--- START ---
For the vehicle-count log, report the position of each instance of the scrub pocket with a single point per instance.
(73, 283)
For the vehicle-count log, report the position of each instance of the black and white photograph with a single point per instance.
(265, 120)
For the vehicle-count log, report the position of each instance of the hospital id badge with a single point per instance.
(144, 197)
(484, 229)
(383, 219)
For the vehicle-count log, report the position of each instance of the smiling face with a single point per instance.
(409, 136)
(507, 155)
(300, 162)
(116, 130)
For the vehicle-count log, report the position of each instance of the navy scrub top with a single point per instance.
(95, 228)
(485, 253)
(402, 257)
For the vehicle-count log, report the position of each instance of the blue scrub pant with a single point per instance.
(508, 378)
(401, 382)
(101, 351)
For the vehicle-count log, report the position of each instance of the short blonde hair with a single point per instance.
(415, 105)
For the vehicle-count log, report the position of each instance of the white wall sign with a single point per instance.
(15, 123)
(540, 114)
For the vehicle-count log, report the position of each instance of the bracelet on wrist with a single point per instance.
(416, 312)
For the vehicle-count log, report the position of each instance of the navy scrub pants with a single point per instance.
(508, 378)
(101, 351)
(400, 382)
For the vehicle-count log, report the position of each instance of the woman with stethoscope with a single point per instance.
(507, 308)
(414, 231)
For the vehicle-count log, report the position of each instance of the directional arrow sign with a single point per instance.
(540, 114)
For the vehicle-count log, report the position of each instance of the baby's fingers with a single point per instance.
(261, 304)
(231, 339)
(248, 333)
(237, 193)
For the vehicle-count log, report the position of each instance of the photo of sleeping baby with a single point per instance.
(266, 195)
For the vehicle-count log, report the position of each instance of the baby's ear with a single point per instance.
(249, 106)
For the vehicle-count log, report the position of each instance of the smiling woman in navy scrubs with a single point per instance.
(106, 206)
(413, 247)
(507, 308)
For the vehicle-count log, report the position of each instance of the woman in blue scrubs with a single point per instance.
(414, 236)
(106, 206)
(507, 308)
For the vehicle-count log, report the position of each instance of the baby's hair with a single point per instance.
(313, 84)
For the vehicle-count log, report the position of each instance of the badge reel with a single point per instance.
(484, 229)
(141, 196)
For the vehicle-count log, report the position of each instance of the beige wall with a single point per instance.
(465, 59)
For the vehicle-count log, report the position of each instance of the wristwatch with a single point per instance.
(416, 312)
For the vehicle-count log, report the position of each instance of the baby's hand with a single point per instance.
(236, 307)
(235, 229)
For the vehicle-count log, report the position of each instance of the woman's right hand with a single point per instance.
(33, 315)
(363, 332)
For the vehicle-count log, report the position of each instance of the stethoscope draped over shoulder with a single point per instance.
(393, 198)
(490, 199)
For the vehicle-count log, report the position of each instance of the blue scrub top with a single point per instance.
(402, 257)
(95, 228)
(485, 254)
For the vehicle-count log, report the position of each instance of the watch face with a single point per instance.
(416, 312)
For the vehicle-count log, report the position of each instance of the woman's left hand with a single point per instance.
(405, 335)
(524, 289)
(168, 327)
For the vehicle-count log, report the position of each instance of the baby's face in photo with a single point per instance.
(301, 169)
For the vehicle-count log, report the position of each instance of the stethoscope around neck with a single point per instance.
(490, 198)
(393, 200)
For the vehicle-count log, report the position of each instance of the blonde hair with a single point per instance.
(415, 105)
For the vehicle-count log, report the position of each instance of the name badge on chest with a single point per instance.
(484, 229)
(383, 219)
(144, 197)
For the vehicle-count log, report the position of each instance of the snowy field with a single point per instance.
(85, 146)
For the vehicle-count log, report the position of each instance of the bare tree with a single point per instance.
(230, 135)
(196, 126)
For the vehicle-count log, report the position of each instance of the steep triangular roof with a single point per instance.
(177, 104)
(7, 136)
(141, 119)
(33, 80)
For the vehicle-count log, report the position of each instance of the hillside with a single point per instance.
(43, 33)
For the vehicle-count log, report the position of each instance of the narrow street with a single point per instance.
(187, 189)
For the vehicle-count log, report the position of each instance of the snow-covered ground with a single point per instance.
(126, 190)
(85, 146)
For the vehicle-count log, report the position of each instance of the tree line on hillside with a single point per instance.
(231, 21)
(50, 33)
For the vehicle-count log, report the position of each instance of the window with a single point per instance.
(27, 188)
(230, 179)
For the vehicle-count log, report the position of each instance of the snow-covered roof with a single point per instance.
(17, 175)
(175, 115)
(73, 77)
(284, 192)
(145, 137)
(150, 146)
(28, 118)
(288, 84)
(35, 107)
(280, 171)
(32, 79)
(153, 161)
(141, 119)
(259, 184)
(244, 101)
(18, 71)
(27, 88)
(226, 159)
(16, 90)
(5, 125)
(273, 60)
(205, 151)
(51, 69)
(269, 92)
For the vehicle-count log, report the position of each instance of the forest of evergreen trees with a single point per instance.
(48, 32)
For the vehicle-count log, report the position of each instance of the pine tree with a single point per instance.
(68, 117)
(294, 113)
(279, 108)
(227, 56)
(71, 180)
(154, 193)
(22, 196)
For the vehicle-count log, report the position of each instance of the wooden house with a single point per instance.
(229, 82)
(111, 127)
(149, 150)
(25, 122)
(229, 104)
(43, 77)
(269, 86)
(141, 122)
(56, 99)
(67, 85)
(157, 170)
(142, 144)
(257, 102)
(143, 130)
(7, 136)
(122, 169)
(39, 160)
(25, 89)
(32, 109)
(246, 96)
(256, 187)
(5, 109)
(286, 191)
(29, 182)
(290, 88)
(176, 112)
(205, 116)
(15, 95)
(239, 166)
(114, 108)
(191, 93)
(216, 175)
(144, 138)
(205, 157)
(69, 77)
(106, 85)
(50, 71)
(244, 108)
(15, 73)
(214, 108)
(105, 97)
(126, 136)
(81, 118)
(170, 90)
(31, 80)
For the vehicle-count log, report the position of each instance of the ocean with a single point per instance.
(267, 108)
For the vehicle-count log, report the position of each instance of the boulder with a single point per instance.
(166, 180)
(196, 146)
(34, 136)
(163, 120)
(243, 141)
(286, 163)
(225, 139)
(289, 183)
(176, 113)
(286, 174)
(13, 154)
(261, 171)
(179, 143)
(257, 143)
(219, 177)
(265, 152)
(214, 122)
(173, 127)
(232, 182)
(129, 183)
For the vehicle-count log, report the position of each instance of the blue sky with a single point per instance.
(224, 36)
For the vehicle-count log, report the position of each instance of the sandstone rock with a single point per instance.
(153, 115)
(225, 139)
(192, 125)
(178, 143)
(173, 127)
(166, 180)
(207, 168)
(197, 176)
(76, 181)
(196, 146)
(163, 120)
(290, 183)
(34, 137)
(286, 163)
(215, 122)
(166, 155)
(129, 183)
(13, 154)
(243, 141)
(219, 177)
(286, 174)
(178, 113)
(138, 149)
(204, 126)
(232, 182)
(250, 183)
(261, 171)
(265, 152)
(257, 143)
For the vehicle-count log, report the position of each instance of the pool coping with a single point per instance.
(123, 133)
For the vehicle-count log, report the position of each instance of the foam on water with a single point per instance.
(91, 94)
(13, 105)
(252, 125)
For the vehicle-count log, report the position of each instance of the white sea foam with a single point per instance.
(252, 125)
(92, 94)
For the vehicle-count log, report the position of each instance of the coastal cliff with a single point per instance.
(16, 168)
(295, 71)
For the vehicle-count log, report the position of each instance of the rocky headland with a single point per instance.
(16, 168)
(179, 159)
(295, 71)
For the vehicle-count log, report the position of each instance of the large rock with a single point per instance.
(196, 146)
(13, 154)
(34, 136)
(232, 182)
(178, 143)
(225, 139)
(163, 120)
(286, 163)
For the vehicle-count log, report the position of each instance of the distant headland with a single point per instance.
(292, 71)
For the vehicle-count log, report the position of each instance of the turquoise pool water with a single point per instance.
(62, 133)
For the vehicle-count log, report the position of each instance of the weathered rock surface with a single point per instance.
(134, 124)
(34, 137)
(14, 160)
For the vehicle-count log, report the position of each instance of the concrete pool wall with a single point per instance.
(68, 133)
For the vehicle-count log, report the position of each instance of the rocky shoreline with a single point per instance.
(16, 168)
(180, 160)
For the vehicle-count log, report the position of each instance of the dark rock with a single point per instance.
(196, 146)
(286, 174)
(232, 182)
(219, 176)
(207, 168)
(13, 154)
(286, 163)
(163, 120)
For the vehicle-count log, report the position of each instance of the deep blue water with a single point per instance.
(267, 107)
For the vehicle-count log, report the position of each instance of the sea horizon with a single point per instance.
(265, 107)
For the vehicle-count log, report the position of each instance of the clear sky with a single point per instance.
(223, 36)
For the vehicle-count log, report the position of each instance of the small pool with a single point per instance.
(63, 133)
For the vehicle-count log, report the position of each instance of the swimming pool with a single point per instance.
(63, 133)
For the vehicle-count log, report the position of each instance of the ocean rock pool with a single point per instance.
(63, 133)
--- END ---
◆ What this task involves: Give again, word for word, every line from the one holding "blue water with a single point per instance." to the end of the data.

◆ Solution to the exercise:
For the vehicle-count log, report the position of each instance of the deep blue water with a single point per instance.
(267, 107)
For the vehicle-count log, report the position of each instance of the sea horizon with a single point per instance.
(265, 107)
For the vehicle-count log, report the position of each instance of the clear sky with a single point per instance.
(223, 36)
For the vehicle-count log, report the position of each instance of the small pool with a single point per instance.
(63, 133)
For the vehicle-count log, report the position of each instance of the swimming pool with a single point per instance.
(63, 133)
For the vehicle-count log, report the position of each instance of the ocean rock pool with a single point per instance.
(63, 133)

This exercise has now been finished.